Scaling in shared memory
Java benchmarks like this are no way to stress shared memory model machines. By its very nature this benchmark is designed to run multiple Jave VMs with very low levels of intercommunication. The results that came out (512 Itanium cores vs 32 Niagara cores) is pretty well what you would expect, and contrary to the article, is hardly a shining result. Nobody in their right mind would contemplate using a massive shared-memory system like this for such an application. It's a very expensive way of providing that much processing capacity. Compare the costs with a modern x64 Intel architecture implementation using 24 core blades to provide the same sort of throughput.
A much better test of shared memory machines is as a database server. Unless you have a workload which lends itself to DB partitioning, then that will really exercise shared memory (which is what you buy this sort of box for - not running dozens or hundres of largely independent Java VMs).
Incidentally, SUN were indeed brilliant at marketing the E10K, but the hype went far beyond the capability of the box. I recall it being sold as having partitioning capabilities comparable to those on contemporary mainframes (which was a joke - E10K partitioning was in no way comparable, but I saw senior IT managers with mainframe backgrounds falling for this stuff). The E10K wasn't a particularly reliable machine, it had a poor I/O system and high latency across the backplane and very rigid partitioning rules. But it was marketed brilliantly, much of it in the lead-up to the Y2K "crisis" when IT shops had money to burn courtesy of panicked boards.
RE: Well, that's not the point...
Depends on your definition of a "machine" - do you mean one hardware system or do you go by the OS image? If it's the former then even the SGI is suss as it looks like a massive amount of what are effectively individual hardware systems ("blades") bolted together with a high-speed interconnect to make one immense "system" which runs a single OS image. So, if you are going to allow the amalgamation of individual hardware systems, then any Beowulf cluster can be considered one "system", which means even Sun could claim they can scale out (with Galaxy) to that number of cores. After all, if it does the same job, why not?
The bit that made me smile is that the 9040 is the old dual-core, 1.6GHz 18MB cache CPU, so you could probably expect at least a 10% performance increase if it was running the 1.66GHz 24MB cache 9150N model as can run in the hp Superdomes. The problem we have found with such large systems is that they really need a massive amount of memory to really get the best performance, to the point where the memory becomes the most costly part of the server at almost twice the cost of the CPUs! I'm guessing memory would be all the more critical for Java (<shudders in horror>).
Well, that's not the point EITHER...

**Data supplied:**

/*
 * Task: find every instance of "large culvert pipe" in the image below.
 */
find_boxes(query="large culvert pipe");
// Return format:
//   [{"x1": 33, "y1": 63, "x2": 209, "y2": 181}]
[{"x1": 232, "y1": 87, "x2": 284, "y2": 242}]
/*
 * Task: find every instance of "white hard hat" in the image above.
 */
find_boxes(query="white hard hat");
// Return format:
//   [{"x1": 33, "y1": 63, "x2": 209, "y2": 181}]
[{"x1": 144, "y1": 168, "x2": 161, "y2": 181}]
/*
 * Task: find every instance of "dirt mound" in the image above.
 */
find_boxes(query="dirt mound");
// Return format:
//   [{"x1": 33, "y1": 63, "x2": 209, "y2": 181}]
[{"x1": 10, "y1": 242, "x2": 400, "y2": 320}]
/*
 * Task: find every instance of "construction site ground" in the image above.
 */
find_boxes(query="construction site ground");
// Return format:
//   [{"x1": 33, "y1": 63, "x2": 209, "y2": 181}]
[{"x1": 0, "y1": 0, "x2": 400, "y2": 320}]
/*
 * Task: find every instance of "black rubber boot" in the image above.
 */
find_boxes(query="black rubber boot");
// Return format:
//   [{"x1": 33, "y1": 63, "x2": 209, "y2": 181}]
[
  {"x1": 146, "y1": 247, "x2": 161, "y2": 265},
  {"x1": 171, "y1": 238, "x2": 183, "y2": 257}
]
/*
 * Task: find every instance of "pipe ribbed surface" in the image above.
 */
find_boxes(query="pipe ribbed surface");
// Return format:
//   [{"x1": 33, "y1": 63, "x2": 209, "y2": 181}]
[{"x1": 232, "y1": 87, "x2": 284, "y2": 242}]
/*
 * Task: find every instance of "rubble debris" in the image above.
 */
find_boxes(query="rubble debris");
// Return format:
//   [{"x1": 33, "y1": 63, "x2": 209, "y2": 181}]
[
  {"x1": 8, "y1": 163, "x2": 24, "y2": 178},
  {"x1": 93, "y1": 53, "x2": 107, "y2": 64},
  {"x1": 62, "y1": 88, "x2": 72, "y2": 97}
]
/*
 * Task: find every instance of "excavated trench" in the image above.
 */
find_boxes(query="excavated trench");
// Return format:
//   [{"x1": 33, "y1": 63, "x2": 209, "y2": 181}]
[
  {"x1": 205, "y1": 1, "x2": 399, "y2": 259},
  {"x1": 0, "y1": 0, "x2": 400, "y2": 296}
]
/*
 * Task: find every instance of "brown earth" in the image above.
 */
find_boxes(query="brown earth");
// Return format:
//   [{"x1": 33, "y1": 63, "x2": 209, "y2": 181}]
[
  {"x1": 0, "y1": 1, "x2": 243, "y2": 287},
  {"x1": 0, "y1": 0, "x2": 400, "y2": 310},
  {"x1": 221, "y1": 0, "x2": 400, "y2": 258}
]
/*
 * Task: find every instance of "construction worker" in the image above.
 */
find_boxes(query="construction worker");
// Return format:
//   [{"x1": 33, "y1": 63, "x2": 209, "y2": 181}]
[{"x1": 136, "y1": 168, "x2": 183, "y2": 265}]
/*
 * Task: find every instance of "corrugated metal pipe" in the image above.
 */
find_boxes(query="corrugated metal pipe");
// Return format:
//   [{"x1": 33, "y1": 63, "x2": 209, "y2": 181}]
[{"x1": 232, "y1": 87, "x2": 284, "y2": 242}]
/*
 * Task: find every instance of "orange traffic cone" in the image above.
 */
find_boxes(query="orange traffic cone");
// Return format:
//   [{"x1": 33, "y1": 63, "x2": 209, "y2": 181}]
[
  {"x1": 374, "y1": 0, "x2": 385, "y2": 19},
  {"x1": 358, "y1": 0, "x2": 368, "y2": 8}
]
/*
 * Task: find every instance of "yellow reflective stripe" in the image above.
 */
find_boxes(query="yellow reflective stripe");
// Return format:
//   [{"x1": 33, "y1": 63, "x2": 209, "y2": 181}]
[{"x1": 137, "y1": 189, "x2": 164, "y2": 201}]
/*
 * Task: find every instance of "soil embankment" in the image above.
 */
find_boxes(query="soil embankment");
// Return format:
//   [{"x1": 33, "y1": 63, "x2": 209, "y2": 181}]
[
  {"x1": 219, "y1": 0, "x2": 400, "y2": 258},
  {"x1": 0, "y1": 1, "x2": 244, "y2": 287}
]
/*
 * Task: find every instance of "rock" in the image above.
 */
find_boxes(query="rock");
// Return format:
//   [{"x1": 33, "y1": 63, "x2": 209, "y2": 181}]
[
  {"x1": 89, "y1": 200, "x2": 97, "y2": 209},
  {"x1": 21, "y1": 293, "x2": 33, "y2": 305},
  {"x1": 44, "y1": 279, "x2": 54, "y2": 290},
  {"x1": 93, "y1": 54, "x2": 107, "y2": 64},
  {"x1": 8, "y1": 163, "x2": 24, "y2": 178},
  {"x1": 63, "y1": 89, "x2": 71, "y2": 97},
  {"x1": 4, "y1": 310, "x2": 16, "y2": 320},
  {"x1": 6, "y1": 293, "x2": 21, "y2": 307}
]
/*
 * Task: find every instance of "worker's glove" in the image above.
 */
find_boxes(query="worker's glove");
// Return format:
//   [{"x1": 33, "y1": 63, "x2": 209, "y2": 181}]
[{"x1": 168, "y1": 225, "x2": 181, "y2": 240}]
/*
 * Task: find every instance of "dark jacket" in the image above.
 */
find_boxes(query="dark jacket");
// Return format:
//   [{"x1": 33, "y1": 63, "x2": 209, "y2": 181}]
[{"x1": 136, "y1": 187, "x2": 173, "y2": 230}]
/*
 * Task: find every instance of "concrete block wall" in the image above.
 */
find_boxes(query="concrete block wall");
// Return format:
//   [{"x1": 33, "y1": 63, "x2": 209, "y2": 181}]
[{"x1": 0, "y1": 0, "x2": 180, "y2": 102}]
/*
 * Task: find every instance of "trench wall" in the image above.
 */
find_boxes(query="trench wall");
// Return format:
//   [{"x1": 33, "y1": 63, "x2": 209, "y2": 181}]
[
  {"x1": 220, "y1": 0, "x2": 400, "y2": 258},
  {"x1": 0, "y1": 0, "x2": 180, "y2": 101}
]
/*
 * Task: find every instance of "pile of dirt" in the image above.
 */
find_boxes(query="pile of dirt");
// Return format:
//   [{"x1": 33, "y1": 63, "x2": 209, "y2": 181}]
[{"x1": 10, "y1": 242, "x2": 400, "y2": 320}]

**Written tasks:**
A) For the thread on shared-memory scaling, decide whether each statement agrees with it: (i) A database server is offered as a better test of shared memory machines. (ii) The E10K had a strong I/O system. (iii) The 9040 is described as a quad-core CPU. Answer yes or no for each and quote the deciding words.
B) Extract the passage of the thread on shared-memory scaling starting with "Incidentally, SUN were" and going on through "of panicked boards.".
C) In the thread on shared-memory scaling, what is said to become the most costly part of such large servers?

**Expected outputs:**
A)
(i) Yes: "A much better test of shared memory machines is as a database server."
(ii) No: "it had a poor I/O system"
(iii) No: "the 9040 is the old dual-core, 1.6GHz 18MB cache CPU"

B)
Incidentally, SUN were indeed brilliant at marketing the E10K, but the hype went far beyond the capability of the box. I recall it being sold as having partitioning capabilities comparable to those on contemporary mainframes (which was a joke - E10K partitioning was in no way comparable, but I saw senior IT managers with mainframe backgrounds falling for this stuff). The E10K wasn't a particularly reliable machine, it had a poor I/O system and high latency across the backplane and very rigid partitioning rules. But it was marketed brilliantly, much of it in the lead-up to the Y2K "crisis" when IT shops had money to burn courtesy of panicked boards.

C) The memory, at almost twice the cost of the CPUs.